Task prompt: Quote all of the entries word for word.

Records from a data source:
** START **
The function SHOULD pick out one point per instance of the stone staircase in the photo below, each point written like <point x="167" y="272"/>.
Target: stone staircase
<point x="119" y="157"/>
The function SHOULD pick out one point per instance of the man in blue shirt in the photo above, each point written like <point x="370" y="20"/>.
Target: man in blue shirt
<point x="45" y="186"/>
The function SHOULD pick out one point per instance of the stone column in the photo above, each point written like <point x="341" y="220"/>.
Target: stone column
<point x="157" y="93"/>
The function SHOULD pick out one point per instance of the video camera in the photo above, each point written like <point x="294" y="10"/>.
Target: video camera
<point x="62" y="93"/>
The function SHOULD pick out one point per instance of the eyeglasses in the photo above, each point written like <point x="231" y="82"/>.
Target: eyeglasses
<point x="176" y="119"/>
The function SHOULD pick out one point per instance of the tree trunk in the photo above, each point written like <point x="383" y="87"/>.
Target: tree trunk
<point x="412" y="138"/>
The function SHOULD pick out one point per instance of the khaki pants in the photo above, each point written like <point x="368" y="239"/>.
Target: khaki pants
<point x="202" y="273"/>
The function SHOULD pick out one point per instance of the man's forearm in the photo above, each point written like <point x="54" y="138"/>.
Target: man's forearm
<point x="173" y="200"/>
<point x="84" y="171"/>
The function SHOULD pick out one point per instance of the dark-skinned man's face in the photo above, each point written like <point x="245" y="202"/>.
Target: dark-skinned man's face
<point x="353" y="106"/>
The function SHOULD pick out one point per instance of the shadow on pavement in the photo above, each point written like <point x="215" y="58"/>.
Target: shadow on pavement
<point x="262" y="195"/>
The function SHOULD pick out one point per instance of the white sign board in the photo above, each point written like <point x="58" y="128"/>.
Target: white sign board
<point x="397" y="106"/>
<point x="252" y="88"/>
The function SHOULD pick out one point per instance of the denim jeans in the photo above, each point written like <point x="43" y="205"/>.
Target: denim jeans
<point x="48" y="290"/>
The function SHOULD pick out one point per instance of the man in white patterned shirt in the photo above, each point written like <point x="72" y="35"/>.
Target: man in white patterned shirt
** END **
The reply:
The function SHOULD pick out one point per instance of the stone staircase in the photo below, each point written like <point x="167" y="272"/>.
Target: stone staircase
<point x="119" y="157"/>
The function SHOULD pick out one point per instance of the man in blue shirt in the photo above, each point written like <point x="370" y="20"/>.
Target: man in blue shirt
<point x="45" y="186"/>
The function SHOULD pick out one point per instance of the stone column in the photo above, each point written like <point x="341" y="220"/>.
Target: stone column
<point x="157" y="93"/>
The function SHOULD pick out one point per instance of the video camera in the photo above, each point written like <point x="294" y="10"/>.
Target: video camera
<point x="62" y="93"/>
The function SHOULD pick out one point per instance of the eyeglasses in the photo above, each point written like <point x="231" y="82"/>.
Target: eyeglasses
<point x="176" y="119"/>
The function SHOULD pick out one point per instance of the tree trunk in the photo above, each point written like <point x="383" y="87"/>.
Target: tree trunk
<point x="412" y="138"/>
The function SHOULD pick out one point per instance of the khaki pants in the photo above, each point written like <point x="368" y="239"/>.
Target: khaki pants
<point x="202" y="273"/>
The function SHOULD pick out one point per instance of the man's forearm in the photo above, each point written like <point x="54" y="138"/>.
Target: man's forearm
<point x="173" y="200"/>
<point x="84" y="171"/>
The function SHOULD pick out one point per instance of the dark-skinned man's face in the photo above, each point written like <point x="245" y="202"/>.
Target: dark-skinned man's face
<point x="353" y="106"/>
The function SHOULD pick out one point per instance of the shadow on pavement in the photo above, each point written like <point x="215" y="58"/>.
Target: shadow on pavement
<point x="262" y="195"/>
The function SHOULD pick out one point per instance of the white sign board in the photo above, each point written like <point x="58" y="128"/>.
Target: white sign board
<point x="397" y="106"/>
<point x="252" y="88"/>
The function SHOULD pick out one point per instance of the denim jeans in the photo above, each point written like <point x="43" y="205"/>.
Target: denim jeans
<point x="48" y="290"/>
The function SHOULD pick out one point per instance of the man in white patterned shirt in the photo above, each point written like <point x="72" y="35"/>.
Target: man in white patterned shirt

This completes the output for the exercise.